BEGIN GIVEN PASSAGE
Counsel reiterated that study leave is not granted as an automatic right for administrative reasons and submitted that the customary practice is that once a Medical Officer who wishes to change his line of career did not obtain any prior approval upon his appointment as a resident doctor, he is deemed that to have determined his appointment as a medical officer, he stated that this custom is based on expediency and practicality of the Public Service Rules, and by the choice of the claimant in this suit who switched from a Medical Officer career line and elected Residency training that will ultimately earn him the rank of a consultant. He reiterated that before an officer can be reabsorbed to his prior status of a Medical Officer he must have obtained a prior approval before embarking on the training, otherwise the officer’s appointment will be at the discretion of the management and based on the availability of fund and vacancies. He urged the Court to uphold his submission on this issue.
On issue two, Counsel stated that an attempt to import what was not contained in the letter of 27th May, 2015 that gave notice of defendants intention to terminate the Residency training of the claimant is a dis-honorable attempt by the claimant to misdirect the court. He referred to both exhibited documents i.e. the letter dated 17th October, 2008 titled OFFER OF APPOINTMENT AS A REGISTRAR IN OBST. & GYNAECOLOGY DEPARTMENT with Ref. No. FMC/OW/292/VOL. I/117 Exhibit K4 which offered the Claimant appointment into the a Residency training and the one of 27th May, 2015 i.e. Exhibit K3 advising the claimant to complete the training or withdraw his appointment with the center, which were clearly talking of the same subject matter. He pointed out that Exhibit K4 reads in page 2, Paragraph/Clause 14 as follows: “The duration of the course shall not exceed five years (sic) after which the candidate may be advised to withdraw”. Exhibit K3 also reads similarly in part “… to complete the residency programme or withdraw your appointment with the centre.” He noted that both Exhibits K4 and K3 are in agreement and consistent in their choice of words on how they addressed the claimant’s appointment into the residency training and it is this same appointment he is being asked to withdraw for having exceeded required number of years. Reliance was placed on the cases of UNITED PARCEL SERVICES LIMITED V. SHOAGA (2015) 63 N.L.L.R. (P. 454, PARAS. B -D), ARAROMI & ORS V. FOLARIN (2018) LPELR-44279(CA), OBIKOYA V. WEMA BANK LTD (1991) 7 NWLR (PT. 201) 119 AT 1130 and AMIZU V. NZERIBE (1989) 4 NWLR (PT. 118) 755. Counsel urged the court to resolve this issue in the defendants’ favour.
END GIVEN PASSAGE
BEGIN PROVIDED INFORMATION
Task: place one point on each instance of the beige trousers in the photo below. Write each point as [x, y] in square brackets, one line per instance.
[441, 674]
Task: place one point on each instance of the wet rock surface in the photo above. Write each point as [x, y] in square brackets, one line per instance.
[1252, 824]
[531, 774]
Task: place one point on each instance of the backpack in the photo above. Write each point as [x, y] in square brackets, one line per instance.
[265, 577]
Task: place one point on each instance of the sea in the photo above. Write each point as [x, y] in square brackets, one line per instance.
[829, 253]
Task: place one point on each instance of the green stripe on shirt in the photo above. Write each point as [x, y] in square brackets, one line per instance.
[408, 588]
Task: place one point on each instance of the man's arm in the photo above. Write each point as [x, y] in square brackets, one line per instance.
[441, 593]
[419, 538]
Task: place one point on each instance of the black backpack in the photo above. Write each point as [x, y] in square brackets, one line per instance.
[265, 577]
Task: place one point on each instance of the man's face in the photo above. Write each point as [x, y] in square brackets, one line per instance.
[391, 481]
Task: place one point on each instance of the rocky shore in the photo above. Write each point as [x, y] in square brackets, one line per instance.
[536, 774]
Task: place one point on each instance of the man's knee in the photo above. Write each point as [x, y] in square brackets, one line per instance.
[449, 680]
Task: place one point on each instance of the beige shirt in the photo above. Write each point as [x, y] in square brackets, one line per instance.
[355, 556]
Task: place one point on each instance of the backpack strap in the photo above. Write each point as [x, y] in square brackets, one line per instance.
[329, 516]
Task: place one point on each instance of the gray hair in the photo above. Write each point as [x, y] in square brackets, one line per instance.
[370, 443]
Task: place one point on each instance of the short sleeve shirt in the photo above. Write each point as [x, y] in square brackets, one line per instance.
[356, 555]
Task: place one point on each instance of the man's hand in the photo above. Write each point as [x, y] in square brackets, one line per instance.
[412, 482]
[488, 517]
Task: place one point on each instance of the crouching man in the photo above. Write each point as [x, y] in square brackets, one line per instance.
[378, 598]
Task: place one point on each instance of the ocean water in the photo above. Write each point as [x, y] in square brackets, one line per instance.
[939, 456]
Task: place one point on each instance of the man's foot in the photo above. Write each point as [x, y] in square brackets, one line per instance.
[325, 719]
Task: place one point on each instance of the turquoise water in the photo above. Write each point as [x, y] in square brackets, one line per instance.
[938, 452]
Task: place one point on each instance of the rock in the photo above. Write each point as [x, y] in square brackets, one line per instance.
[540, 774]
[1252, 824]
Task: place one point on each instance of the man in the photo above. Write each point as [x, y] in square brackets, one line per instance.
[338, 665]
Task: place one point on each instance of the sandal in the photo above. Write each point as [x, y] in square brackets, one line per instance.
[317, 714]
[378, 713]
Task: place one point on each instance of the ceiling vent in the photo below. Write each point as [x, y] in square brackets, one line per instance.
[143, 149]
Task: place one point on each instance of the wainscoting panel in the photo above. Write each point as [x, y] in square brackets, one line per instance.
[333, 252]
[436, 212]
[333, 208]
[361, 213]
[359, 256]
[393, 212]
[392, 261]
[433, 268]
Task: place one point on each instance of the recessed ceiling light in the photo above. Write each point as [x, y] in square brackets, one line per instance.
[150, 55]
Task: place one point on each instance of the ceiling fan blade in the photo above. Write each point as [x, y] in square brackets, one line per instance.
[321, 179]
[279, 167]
END PROVIDED INFORMATION
**TASK INSTRUCTIONS:**
Write what comes next in the court judgment excerpt on the claimant's residency training. Nothing in the records is needed here.

**RESPONSE BELOW:**
On issue three, counsel submitted that oral communication is never a recognized way of formal communication in the public service of Nigeria. He referred the court to page 52 of the Civil Service Handbook and the Guide to Administrative Procedure in the Federal Public Service pages 32 – 45. He argued that the above cited clearly spelt out the recognized channels by which formal official communication are conducted to wit: (1) Letters (2) Memos (3) Gazettes (4) Internal Minutes (5) Circulars, etc. except oral communication. Counsel referred the court to the confirmation of this position in the testimony of the claimant under cross examinations where he confirmed same. He therefore submitted that the claim by the claimant to have received an official communication orally is not tenable and should be discountenanced by this court.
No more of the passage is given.